### Questions
(1) According to the passage on life estates, what amount is divested in Example 3?
(2) Write the next portion of the passage on life estates, picking up after its final sentence.

### Text passage
=== Begin Enclosure ===

A life estate allows an individual to gift a home or other possession but retain certain property rights for his or her lifetime. Generally a life estate provides an individual the right to possess and use a gifted property, and to make money from it. The person does not have the title to or the right to sell the property. He or she usually may not pass it on to his or her heirs as an inheritance. He or she also has the right to sell his or her interest in it. He or she is liable for all costs of the property such as taxes and repairs, unless the will (or deed) states otherwise.


When property is conveyed to one person for life (life estate holder) and to another person (the remainder man), both a life estate interest and remainder interest are created. When the life estate holder dies, the remainder man holds full and unconditional title to the property and can dispose of it as he or she wishes (fee simple). Life estate values need to be determined for divestment calculation.


Example 3: Sidney gifted away his $100,000.00 home to his nephew Frank, but retained a $30,000.00 life estate, the divested amount is $70,000.00.

=== End Enclosure ===

### Data excerpts
=== Begin Enclosure ===

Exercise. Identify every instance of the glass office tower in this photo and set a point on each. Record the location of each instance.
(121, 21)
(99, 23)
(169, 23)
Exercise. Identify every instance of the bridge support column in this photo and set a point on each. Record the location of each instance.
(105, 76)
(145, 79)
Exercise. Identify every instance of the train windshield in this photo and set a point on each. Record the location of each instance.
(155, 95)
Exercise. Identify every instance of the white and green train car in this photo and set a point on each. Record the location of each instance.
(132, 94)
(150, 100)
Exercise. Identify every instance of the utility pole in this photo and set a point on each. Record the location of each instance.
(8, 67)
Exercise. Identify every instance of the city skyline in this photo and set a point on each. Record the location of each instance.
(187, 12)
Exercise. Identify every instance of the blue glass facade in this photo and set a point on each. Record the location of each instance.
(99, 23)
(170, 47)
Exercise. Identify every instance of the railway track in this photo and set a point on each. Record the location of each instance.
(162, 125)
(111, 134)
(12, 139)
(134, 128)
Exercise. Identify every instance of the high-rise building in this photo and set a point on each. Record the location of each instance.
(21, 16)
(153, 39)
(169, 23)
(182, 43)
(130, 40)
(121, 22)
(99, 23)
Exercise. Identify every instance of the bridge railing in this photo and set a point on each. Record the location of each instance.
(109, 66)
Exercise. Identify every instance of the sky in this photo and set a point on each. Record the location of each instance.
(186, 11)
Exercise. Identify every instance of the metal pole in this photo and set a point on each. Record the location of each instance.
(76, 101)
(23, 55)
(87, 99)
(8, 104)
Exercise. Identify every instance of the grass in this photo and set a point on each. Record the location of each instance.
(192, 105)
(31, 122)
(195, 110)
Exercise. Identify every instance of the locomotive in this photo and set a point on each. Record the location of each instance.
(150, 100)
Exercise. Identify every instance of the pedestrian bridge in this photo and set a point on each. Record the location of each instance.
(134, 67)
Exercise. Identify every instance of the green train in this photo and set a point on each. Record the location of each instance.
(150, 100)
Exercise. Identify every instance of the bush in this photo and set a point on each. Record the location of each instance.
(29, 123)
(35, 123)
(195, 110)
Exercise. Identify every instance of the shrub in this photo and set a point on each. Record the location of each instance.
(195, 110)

=== End Enclosure ===

### Written responses
(1) $70,000.00

(2)
The life estate interest is an unavailable asset when determining Medicaid asset eligibility for Sidney. However, the remainder interest is an available non-exempt asset for Frank, the remainder person, for Medicaid eligibility determinations.


Determine the value of the remainder interest for the date you are determining Medicaid eligibility. To do this, use the age of the life estate holder on the date that you are determining eligibility for the remainder person. Also use the property's FMV as of that same date. Then select the remainder multiplier (the one that corresponds to the age of the life estate holder) from the life estate table and multiply the FMV by that number. The result should be the value of the property's remainder interest for the remainder person as of the date that eligibility for Medicaid is being determined for that person.


To determine the value of a life estate or remainder interest:

  1. In the Life Estate and Remainder Interest Table (see Section 39.1 Life Estate and Remainder Interest), find the line for the person's age as of the transaction date.

  2. Multiply the figure on that line in the Life Estate or Remainder column times the fair market value to determine the value of the life estate or remainder interest.


When a life estate holder moves off the property and the property is rented, follow the instructions in Section 15.5.3 Rental Income for counting the rental income.


If a remainder person sells the property for which a life estate is retained, the life estate holder is not entitled to any of the payments.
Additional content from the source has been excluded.